** Start **

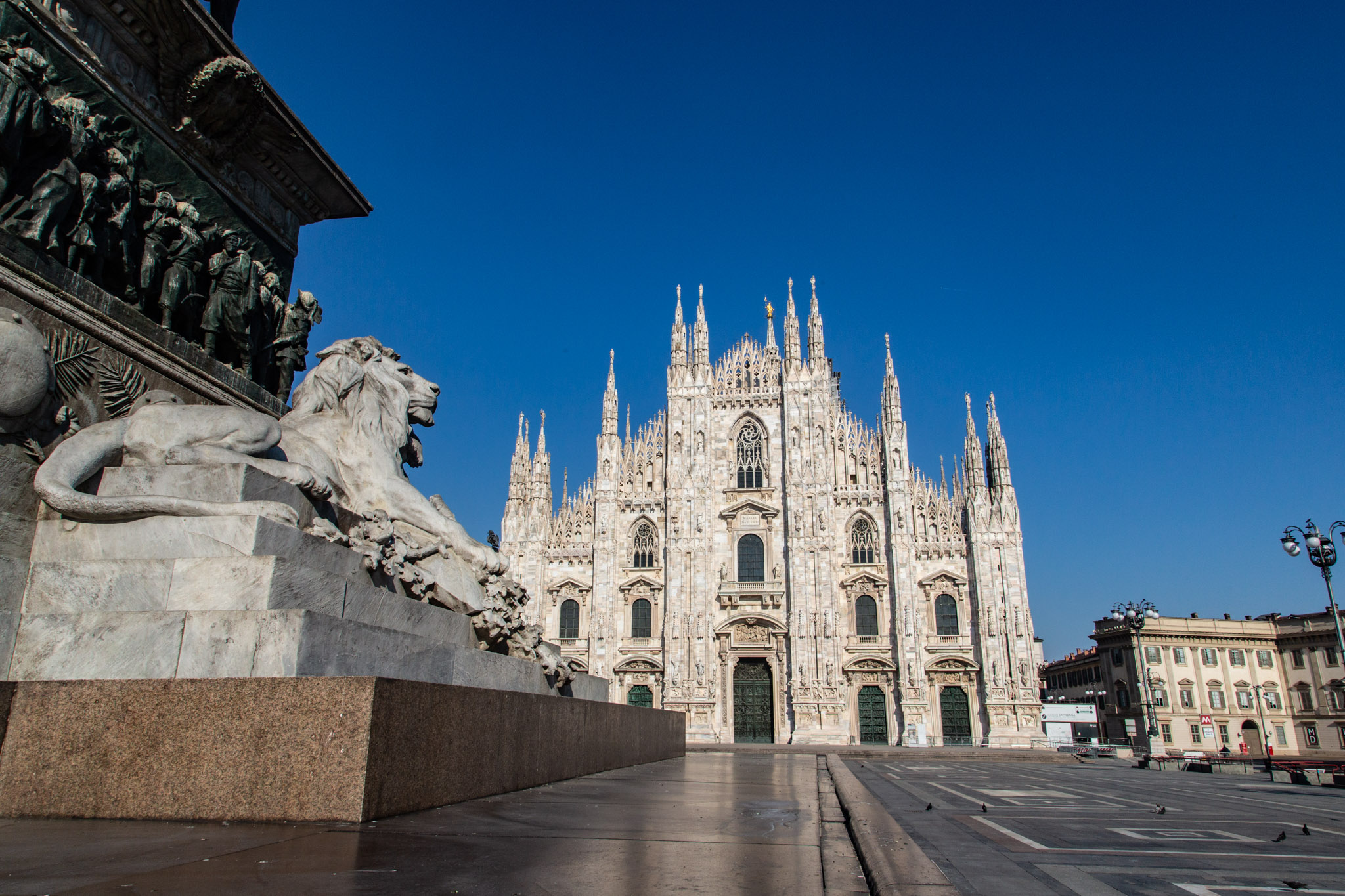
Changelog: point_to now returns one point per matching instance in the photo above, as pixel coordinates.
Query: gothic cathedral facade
(774, 567)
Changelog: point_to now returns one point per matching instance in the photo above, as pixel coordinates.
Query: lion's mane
(350, 382)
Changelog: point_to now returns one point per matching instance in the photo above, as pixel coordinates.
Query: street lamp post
(1134, 614)
(1321, 551)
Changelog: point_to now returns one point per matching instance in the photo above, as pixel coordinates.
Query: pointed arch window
(642, 620)
(645, 547)
(866, 617)
(946, 616)
(749, 457)
(569, 620)
(864, 540)
(751, 559)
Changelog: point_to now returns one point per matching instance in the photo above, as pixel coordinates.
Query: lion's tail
(100, 445)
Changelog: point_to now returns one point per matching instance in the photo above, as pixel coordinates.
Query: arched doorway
(956, 715)
(1251, 736)
(753, 714)
(873, 715)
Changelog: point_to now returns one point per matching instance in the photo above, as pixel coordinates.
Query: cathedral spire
(997, 452)
(678, 333)
(891, 390)
(974, 469)
(519, 465)
(701, 336)
(817, 349)
(609, 409)
(791, 328)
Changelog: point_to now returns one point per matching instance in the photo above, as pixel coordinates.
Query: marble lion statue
(345, 442)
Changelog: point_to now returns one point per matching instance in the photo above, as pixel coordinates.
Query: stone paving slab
(1094, 829)
(705, 824)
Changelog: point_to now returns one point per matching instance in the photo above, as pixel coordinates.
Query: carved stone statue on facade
(233, 303)
(291, 345)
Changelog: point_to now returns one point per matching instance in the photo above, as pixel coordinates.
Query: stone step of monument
(165, 538)
(229, 585)
(223, 484)
(259, 644)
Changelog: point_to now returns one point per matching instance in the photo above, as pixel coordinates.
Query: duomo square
(762, 559)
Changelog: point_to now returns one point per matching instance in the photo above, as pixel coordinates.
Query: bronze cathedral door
(957, 716)
(753, 720)
(873, 715)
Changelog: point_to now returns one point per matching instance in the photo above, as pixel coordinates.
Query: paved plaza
(705, 824)
(1090, 829)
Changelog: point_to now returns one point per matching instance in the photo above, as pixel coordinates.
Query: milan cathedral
(767, 563)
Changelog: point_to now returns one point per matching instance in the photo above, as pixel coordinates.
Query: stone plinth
(238, 597)
(314, 748)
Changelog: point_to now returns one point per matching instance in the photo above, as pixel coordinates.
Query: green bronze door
(753, 720)
(957, 716)
(873, 715)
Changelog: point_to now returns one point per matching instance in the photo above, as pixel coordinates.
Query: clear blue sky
(1124, 219)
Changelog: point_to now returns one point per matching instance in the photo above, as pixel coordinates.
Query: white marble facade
(757, 519)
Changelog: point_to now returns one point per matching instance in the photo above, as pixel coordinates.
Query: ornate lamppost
(1321, 551)
(1134, 614)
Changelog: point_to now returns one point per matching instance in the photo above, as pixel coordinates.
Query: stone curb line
(892, 861)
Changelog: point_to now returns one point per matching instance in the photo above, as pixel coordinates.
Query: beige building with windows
(766, 562)
(1225, 683)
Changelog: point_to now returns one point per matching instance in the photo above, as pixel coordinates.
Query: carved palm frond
(74, 360)
(120, 385)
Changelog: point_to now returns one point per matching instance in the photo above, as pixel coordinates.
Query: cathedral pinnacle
(609, 408)
(817, 349)
(678, 333)
(701, 337)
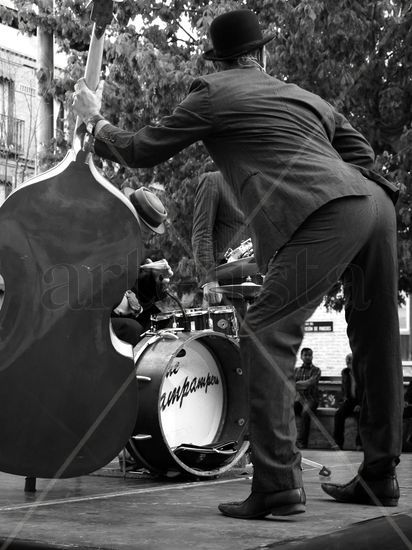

** End **

■ **TASK DETAILS**:
List every line of the records above that contains the word "bronze".

■ **FINISHED TASK**:
Query: bronze cathedral door
Query: green bronze door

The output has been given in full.